- **What the task requires**
Count the lines in the entries below that contain the string "grey", with case counting. Reply with the number alone.

** BEGIN **

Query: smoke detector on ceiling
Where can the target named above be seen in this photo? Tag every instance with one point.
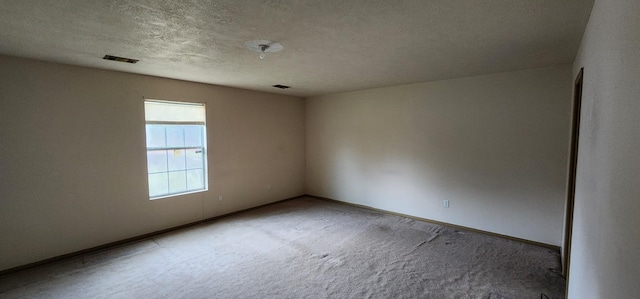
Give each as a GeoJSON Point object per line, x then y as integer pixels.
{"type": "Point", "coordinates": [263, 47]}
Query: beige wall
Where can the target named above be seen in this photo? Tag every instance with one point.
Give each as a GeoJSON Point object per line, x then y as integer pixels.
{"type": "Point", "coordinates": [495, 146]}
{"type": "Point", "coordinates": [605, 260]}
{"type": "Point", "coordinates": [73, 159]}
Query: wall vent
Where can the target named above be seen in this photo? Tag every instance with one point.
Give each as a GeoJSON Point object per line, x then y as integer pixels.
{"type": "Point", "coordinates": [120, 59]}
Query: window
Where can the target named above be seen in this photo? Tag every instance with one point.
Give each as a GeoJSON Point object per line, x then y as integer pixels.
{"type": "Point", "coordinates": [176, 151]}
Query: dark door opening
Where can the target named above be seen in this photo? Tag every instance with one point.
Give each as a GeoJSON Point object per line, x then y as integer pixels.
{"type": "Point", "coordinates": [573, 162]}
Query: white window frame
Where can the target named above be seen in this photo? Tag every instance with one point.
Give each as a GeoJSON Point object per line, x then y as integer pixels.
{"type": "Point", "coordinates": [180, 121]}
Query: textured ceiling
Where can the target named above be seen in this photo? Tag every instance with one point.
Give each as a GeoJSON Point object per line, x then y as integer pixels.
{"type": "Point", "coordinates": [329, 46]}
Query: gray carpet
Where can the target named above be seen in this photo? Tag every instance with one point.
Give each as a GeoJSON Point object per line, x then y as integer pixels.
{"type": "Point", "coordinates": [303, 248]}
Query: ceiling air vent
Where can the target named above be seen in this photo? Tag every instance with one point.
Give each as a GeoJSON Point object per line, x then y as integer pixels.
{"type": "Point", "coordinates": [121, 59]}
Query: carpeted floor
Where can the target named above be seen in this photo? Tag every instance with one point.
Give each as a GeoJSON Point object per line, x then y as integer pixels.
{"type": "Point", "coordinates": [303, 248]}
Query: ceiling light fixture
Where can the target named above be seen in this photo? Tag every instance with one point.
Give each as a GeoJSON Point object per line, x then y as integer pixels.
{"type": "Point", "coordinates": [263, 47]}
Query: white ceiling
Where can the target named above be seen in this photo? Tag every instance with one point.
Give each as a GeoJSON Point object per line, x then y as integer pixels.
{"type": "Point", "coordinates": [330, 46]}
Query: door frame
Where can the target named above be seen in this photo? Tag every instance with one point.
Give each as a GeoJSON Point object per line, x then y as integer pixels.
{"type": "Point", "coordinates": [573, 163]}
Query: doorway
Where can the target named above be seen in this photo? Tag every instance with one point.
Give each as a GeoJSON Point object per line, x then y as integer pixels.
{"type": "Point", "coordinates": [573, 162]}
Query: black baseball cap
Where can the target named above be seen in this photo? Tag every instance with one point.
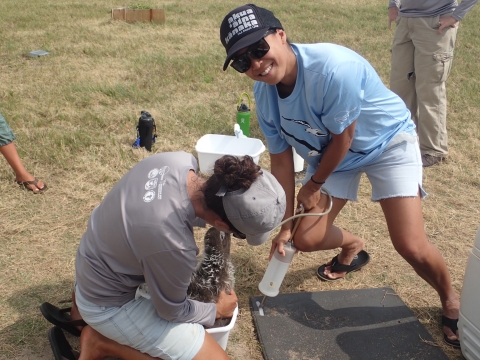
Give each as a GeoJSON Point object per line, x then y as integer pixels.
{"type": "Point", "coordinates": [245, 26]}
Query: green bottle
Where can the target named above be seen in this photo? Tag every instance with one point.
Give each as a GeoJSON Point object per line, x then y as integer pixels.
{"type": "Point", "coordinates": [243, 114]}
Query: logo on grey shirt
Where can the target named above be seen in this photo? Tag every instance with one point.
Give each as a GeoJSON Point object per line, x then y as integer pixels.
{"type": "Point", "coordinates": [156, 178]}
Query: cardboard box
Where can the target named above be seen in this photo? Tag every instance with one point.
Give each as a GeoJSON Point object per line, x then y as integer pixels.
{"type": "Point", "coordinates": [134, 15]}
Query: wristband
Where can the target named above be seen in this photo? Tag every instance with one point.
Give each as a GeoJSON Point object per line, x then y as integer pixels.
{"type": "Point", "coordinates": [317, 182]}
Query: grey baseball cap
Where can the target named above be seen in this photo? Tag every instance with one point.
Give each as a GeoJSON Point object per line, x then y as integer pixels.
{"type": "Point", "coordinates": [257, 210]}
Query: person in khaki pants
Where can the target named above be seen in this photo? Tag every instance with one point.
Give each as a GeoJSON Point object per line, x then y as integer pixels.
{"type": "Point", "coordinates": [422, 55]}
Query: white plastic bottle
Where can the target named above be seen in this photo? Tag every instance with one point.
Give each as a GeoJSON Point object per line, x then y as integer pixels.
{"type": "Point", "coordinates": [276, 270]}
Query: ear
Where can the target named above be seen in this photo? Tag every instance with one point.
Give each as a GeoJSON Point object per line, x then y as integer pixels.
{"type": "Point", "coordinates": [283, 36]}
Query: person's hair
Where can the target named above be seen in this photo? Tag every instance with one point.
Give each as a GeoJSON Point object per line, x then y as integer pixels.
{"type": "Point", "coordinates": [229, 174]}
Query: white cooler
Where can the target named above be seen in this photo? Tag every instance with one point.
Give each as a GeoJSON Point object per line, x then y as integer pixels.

** END **
** BEGIN **

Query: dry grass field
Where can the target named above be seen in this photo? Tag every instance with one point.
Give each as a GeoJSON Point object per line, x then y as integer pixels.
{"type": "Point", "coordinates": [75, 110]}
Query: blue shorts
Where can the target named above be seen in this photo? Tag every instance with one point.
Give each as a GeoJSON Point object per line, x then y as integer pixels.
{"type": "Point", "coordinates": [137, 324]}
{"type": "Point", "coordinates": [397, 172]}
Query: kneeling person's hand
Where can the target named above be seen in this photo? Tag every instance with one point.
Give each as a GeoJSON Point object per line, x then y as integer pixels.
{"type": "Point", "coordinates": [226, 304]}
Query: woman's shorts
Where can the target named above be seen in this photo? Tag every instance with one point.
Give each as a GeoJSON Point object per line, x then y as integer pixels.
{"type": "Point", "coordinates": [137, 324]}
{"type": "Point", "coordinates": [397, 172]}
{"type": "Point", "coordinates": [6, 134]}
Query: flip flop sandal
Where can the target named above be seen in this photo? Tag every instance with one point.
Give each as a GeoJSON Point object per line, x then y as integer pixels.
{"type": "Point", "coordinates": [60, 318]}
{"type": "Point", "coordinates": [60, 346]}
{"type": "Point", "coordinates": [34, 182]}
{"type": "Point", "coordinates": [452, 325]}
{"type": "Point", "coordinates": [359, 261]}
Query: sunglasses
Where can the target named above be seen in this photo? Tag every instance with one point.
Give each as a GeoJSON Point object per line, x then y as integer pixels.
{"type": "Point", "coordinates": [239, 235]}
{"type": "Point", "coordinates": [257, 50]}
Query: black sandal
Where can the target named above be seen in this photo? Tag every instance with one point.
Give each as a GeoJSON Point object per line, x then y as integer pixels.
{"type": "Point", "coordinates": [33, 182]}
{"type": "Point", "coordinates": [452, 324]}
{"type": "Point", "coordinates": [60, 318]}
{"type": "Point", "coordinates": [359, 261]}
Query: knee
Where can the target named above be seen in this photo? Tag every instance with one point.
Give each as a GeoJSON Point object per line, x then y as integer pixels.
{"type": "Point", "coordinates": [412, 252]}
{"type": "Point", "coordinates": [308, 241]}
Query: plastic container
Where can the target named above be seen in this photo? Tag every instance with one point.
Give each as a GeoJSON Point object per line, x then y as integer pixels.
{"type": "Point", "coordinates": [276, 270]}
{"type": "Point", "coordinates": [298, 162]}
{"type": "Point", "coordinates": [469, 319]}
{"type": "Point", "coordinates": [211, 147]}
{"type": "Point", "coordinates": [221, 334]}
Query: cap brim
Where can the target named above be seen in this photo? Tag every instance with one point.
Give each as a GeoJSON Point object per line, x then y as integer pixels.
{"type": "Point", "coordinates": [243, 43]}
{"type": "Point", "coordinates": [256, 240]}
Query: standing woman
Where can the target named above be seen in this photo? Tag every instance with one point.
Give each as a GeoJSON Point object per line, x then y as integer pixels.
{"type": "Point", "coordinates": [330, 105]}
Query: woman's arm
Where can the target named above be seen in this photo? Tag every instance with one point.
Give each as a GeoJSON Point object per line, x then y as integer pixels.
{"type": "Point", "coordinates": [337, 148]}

** END **

- **Response for this exercise**
2